Requirement: Copy every line of the following data that includes the string "below".

Saved entries
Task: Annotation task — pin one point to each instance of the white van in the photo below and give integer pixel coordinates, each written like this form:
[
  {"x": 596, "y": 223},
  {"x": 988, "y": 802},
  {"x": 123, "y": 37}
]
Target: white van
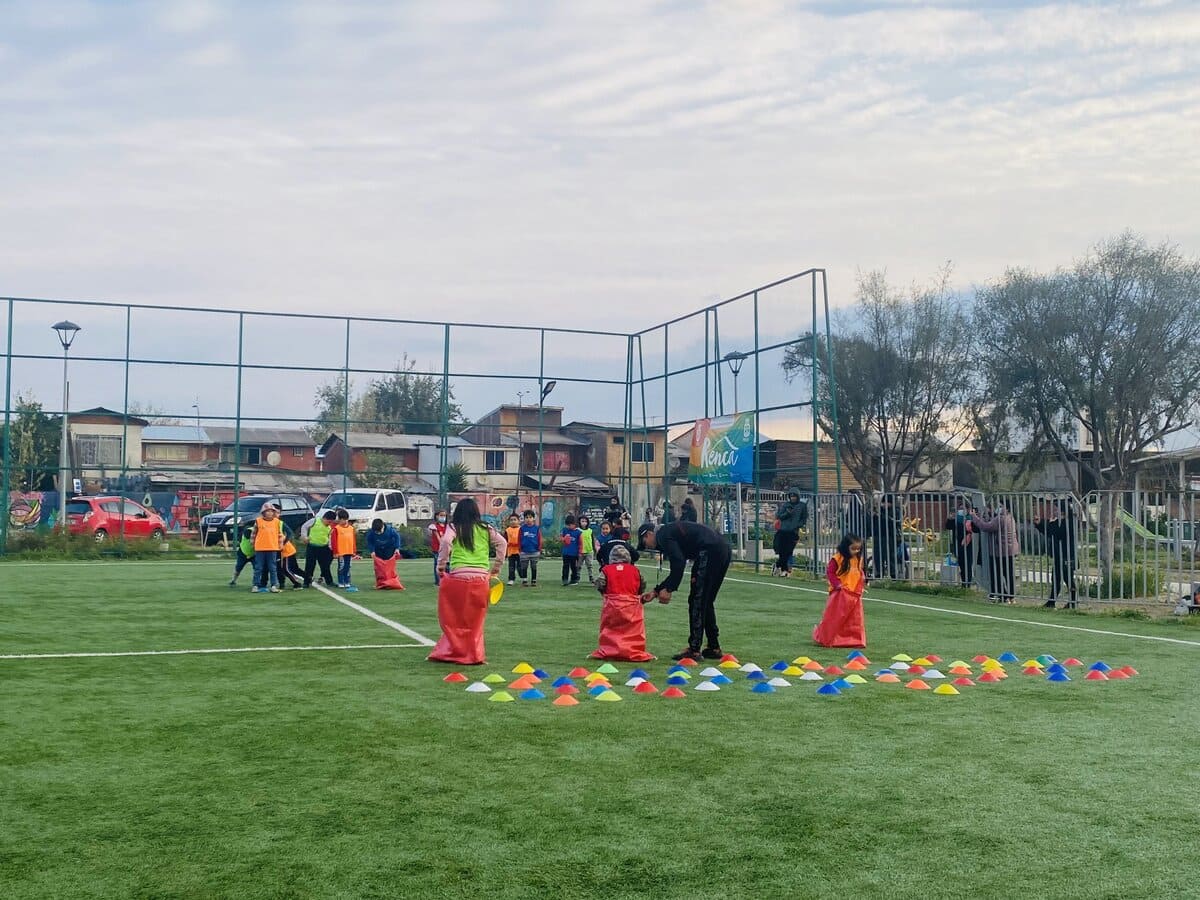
[{"x": 366, "y": 504}]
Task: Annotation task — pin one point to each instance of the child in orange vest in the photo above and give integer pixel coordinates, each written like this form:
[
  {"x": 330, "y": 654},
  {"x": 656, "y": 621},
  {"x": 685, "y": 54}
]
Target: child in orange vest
[
  {"x": 345, "y": 541},
  {"x": 841, "y": 625},
  {"x": 622, "y": 622},
  {"x": 268, "y": 544},
  {"x": 513, "y": 534}
]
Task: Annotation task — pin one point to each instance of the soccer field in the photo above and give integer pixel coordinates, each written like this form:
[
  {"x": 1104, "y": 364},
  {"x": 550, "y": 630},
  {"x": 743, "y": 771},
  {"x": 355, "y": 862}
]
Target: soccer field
[{"x": 340, "y": 763}]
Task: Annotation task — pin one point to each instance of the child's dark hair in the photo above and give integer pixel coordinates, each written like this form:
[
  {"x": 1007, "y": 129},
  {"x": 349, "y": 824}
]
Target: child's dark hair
[
  {"x": 844, "y": 550},
  {"x": 465, "y": 520}
]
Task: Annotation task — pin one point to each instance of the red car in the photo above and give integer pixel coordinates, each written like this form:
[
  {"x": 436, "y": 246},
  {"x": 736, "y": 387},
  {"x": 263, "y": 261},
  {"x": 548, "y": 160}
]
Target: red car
[{"x": 112, "y": 516}]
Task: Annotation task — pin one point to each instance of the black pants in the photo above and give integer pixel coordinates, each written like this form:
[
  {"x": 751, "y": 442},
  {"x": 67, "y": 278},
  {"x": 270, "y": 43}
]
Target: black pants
[
  {"x": 707, "y": 574},
  {"x": 315, "y": 557},
  {"x": 785, "y": 544},
  {"x": 1003, "y": 582},
  {"x": 570, "y": 570},
  {"x": 965, "y": 557},
  {"x": 1062, "y": 574}
]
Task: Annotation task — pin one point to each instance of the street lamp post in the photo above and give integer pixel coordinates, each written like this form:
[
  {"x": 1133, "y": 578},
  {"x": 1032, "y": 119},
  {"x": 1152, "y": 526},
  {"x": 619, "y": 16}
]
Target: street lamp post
[
  {"x": 66, "y": 331},
  {"x": 736, "y": 359}
]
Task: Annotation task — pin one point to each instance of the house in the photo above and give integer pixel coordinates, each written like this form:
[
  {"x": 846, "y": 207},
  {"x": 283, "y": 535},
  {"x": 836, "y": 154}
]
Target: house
[{"x": 103, "y": 443}]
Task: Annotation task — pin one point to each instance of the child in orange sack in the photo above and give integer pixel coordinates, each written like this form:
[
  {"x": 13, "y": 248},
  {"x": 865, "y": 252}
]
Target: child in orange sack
[
  {"x": 841, "y": 625},
  {"x": 622, "y": 623}
]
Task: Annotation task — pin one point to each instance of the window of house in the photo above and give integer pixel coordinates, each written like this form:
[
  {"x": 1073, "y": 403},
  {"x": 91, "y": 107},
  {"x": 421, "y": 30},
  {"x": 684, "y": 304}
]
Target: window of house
[
  {"x": 166, "y": 451},
  {"x": 97, "y": 450},
  {"x": 641, "y": 451}
]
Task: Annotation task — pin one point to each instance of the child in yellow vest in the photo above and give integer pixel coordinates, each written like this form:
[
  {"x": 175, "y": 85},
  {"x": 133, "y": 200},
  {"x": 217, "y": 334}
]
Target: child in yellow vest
[
  {"x": 268, "y": 544},
  {"x": 346, "y": 547}
]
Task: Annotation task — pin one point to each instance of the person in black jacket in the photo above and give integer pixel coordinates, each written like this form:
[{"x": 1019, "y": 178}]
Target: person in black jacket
[
  {"x": 1059, "y": 526},
  {"x": 709, "y": 552}
]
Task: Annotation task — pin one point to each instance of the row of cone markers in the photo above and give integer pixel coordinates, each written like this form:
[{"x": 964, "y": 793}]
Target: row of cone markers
[{"x": 529, "y": 682}]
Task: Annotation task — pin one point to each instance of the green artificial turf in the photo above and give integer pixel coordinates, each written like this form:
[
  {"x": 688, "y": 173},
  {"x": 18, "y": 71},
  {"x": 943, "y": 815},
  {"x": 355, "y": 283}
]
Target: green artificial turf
[{"x": 360, "y": 773}]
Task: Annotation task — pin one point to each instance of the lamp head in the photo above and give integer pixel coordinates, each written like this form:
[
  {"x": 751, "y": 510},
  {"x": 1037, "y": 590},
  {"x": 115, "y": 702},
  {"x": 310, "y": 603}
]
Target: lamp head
[{"x": 66, "y": 330}]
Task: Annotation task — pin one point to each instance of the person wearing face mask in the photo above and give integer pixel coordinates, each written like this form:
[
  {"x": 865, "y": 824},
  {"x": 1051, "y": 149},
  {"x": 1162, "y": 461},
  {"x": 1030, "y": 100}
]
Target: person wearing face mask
[{"x": 437, "y": 528}]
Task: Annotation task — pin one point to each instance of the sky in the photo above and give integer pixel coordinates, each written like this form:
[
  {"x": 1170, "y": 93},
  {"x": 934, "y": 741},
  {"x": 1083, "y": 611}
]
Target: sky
[{"x": 588, "y": 165}]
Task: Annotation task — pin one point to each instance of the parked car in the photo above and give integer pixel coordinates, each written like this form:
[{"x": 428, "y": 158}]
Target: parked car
[
  {"x": 112, "y": 517},
  {"x": 294, "y": 511},
  {"x": 366, "y": 504}
]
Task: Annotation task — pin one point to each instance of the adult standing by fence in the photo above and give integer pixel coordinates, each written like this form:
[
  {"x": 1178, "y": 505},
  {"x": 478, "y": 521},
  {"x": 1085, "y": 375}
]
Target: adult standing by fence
[
  {"x": 1057, "y": 523},
  {"x": 1002, "y": 549}
]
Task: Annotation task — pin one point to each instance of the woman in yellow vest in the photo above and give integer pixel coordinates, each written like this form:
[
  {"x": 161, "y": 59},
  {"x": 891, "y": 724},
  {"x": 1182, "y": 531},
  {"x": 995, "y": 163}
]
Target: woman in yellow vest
[
  {"x": 462, "y": 595},
  {"x": 268, "y": 544}
]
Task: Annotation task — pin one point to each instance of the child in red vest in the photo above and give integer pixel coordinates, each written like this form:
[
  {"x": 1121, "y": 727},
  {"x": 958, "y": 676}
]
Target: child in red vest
[
  {"x": 841, "y": 625},
  {"x": 622, "y": 623}
]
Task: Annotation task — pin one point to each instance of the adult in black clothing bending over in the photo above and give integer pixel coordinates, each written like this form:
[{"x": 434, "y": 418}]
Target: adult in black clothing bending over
[{"x": 709, "y": 552}]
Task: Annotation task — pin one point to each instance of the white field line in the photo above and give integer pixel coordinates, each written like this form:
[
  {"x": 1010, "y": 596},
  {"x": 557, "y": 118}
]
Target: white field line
[
  {"x": 222, "y": 649},
  {"x": 975, "y": 615},
  {"x": 377, "y": 617}
]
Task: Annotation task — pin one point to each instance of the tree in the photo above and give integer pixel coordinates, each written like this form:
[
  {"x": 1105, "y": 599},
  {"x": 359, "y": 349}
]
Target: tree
[
  {"x": 401, "y": 402},
  {"x": 903, "y": 375},
  {"x": 454, "y": 478},
  {"x": 34, "y": 442},
  {"x": 1105, "y": 349}
]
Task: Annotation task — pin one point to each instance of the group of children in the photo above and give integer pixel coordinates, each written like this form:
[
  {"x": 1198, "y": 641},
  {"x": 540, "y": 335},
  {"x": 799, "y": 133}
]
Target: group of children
[{"x": 269, "y": 546}]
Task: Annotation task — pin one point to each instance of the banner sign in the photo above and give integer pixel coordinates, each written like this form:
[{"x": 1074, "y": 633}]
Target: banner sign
[{"x": 723, "y": 450}]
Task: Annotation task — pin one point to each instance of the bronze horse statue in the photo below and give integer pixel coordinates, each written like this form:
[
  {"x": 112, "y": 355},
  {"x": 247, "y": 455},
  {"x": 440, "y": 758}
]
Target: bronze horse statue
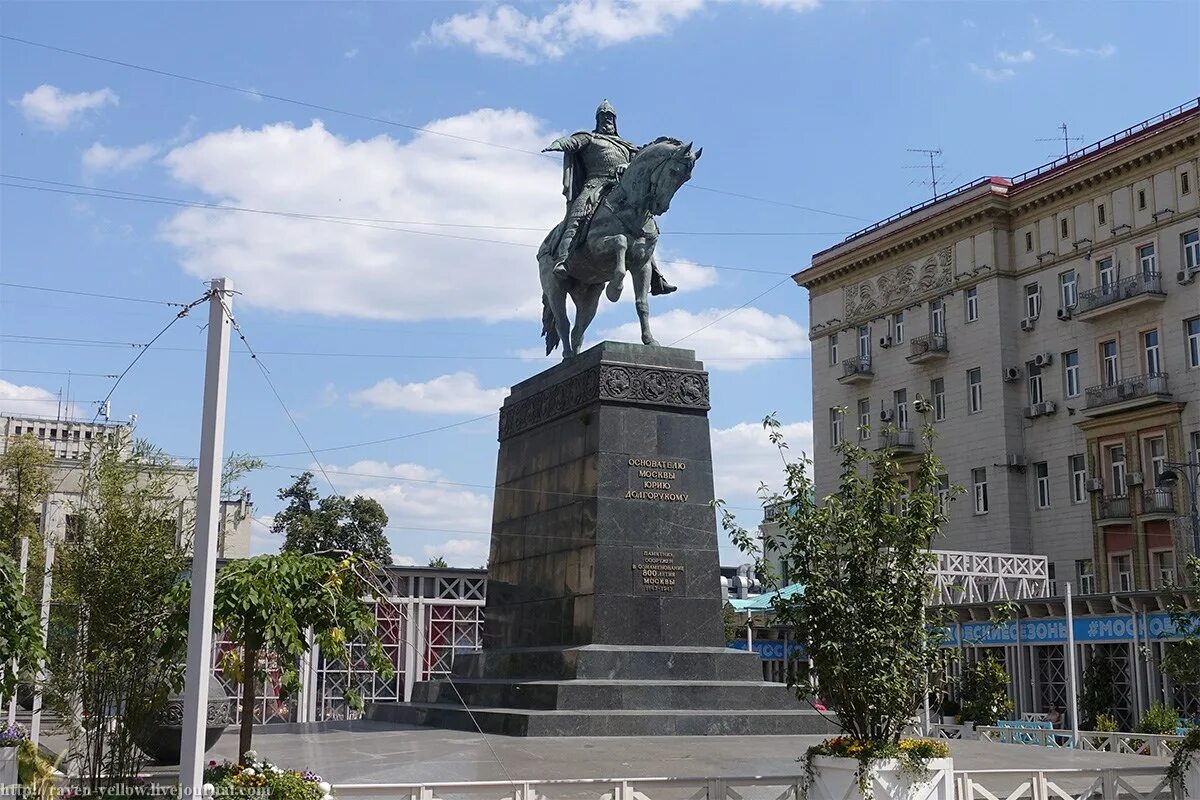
[{"x": 621, "y": 239}]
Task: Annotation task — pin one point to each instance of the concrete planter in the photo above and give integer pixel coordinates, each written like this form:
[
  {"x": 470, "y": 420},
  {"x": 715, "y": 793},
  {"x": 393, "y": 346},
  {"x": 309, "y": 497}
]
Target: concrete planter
[
  {"x": 837, "y": 779},
  {"x": 7, "y": 768}
]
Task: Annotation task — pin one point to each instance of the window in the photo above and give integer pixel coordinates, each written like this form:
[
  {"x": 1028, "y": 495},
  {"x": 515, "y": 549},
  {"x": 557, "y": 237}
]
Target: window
[
  {"x": 1191, "y": 251},
  {"x": 1153, "y": 358},
  {"x": 1156, "y": 458},
  {"x": 937, "y": 391},
  {"x": 1192, "y": 329},
  {"x": 1042, "y": 471},
  {"x": 1085, "y": 572},
  {"x": 1147, "y": 260},
  {"x": 1162, "y": 564},
  {"x": 1078, "y": 465},
  {"x": 1068, "y": 288},
  {"x": 1109, "y": 367},
  {"x": 979, "y": 480},
  {"x": 900, "y": 401},
  {"x": 936, "y": 317},
  {"x": 1033, "y": 300},
  {"x": 835, "y": 421},
  {"x": 1035, "y": 380},
  {"x": 1116, "y": 469},
  {"x": 1071, "y": 373},
  {"x": 975, "y": 394},
  {"x": 1122, "y": 572}
]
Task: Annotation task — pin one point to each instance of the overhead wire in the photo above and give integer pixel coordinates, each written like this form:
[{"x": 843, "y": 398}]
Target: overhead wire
[{"x": 381, "y": 120}]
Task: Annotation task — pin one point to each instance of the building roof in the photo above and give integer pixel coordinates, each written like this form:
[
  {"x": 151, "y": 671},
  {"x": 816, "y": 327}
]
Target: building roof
[{"x": 1009, "y": 187}]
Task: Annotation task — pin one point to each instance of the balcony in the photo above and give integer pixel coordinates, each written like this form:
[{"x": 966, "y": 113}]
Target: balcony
[
  {"x": 1158, "y": 503},
  {"x": 899, "y": 439},
  {"x": 857, "y": 370},
  {"x": 1113, "y": 509},
  {"x": 1125, "y": 395},
  {"x": 1134, "y": 290},
  {"x": 928, "y": 348}
]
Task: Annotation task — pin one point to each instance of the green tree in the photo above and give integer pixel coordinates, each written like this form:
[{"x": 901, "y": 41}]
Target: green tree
[
  {"x": 24, "y": 485},
  {"x": 984, "y": 692},
  {"x": 268, "y": 602},
  {"x": 313, "y": 524},
  {"x": 21, "y": 635},
  {"x": 112, "y": 662},
  {"x": 863, "y": 555}
]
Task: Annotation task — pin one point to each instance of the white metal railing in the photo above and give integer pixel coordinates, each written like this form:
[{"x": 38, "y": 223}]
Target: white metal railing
[
  {"x": 1114, "y": 783},
  {"x": 966, "y": 577}
]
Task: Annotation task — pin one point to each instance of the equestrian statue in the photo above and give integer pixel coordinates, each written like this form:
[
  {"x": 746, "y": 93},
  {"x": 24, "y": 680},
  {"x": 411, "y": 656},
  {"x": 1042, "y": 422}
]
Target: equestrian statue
[{"x": 613, "y": 192}]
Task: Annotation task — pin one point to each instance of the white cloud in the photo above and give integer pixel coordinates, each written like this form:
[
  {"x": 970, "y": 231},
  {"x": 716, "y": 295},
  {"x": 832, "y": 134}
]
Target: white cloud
[
  {"x": 744, "y": 338},
  {"x": 417, "y": 499},
  {"x": 454, "y": 394},
  {"x": 743, "y": 458},
  {"x": 31, "y": 401},
  {"x": 1024, "y": 56},
  {"x": 991, "y": 73},
  {"x": 509, "y": 32},
  {"x": 101, "y": 158},
  {"x": 57, "y": 109},
  {"x": 366, "y": 271}
]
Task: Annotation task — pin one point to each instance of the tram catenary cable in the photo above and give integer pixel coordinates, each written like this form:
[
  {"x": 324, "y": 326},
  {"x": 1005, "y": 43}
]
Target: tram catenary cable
[{"x": 319, "y": 107}]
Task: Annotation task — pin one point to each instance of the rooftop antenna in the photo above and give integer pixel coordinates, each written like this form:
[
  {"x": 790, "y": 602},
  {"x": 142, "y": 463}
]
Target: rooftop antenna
[
  {"x": 1066, "y": 140},
  {"x": 933, "y": 167}
]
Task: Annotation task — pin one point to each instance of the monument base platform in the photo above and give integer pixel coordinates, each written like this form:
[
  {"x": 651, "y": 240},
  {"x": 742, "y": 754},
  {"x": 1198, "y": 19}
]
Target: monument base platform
[{"x": 607, "y": 691}]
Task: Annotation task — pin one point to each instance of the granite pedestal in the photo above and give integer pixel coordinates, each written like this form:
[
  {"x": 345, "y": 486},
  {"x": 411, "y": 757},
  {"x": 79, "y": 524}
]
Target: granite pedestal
[{"x": 604, "y": 605}]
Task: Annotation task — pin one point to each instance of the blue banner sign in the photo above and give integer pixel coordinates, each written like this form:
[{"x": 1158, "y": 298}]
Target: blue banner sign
[
  {"x": 1109, "y": 627},
  {"x": 771, "y": 649}
]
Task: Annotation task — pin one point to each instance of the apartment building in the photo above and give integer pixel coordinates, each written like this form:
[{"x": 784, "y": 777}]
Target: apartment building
[
  {"x": 70, "y": 440},
  {"x": 1048, "y": 326}
]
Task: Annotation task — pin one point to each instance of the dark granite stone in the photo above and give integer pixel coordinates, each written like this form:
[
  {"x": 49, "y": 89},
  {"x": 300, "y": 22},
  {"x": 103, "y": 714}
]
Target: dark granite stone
[{"x": 604, "y": 606}]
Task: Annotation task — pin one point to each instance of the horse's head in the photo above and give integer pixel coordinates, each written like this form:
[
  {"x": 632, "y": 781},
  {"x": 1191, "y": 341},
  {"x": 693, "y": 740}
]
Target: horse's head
[{"x": 659, "y": 169}]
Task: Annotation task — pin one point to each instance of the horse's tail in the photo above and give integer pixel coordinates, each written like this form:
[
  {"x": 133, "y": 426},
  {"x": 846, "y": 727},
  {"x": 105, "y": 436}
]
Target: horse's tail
[{"x": 547, "y": 325}]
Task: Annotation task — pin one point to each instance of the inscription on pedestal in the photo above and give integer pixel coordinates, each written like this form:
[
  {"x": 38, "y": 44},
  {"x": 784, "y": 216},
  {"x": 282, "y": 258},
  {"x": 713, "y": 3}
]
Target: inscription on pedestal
[
  {"x": 653, "y": 479},
  {"x": 659, "y": 572}
]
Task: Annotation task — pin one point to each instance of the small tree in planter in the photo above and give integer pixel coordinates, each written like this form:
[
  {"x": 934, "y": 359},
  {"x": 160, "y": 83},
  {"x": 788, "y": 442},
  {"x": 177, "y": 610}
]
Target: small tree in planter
[{"x": 863, "y": 555}]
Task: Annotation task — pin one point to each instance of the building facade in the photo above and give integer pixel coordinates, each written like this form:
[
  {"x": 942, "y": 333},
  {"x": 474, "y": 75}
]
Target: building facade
[
  {"x": 70, "y": 443},
  {"x": 1048, "y": 326}
]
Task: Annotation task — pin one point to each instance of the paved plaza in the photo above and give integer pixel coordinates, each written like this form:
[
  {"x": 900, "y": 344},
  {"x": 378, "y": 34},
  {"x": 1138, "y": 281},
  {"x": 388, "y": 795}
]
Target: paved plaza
[{"x": 371, "y": 752}]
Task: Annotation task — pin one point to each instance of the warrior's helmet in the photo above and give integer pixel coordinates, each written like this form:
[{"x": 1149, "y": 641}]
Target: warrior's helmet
[{"x": 606, "y": 109}]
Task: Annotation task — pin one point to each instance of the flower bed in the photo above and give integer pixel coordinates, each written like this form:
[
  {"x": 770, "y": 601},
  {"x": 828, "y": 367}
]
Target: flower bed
[{"x": 256, "y": 775}]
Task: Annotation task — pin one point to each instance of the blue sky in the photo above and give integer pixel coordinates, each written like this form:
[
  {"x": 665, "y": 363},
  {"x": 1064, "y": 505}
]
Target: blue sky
[{"x": 808, "y": 104}]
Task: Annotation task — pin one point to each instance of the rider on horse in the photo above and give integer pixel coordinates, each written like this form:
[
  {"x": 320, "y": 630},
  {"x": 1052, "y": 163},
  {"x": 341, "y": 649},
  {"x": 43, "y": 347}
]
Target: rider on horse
[{"x": 592, "y": 164}]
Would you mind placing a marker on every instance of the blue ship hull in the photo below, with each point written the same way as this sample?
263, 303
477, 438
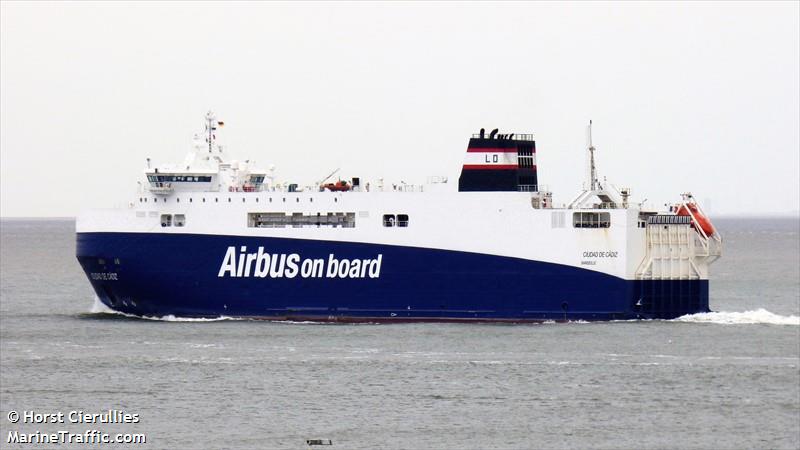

Response area:
Task: Annotation task — pin one point to each instance of the white van in the photo below and give integer pixel coordinates, each written like this form:
Task: Annotation task — pin one point to each instance of the bronze horse statue in the photo below and give integer pixel coordinates, each written like this form:
Would you mind placing a marker on every instance of the blue ship hull in the photo below, with each point written the same way as this sample?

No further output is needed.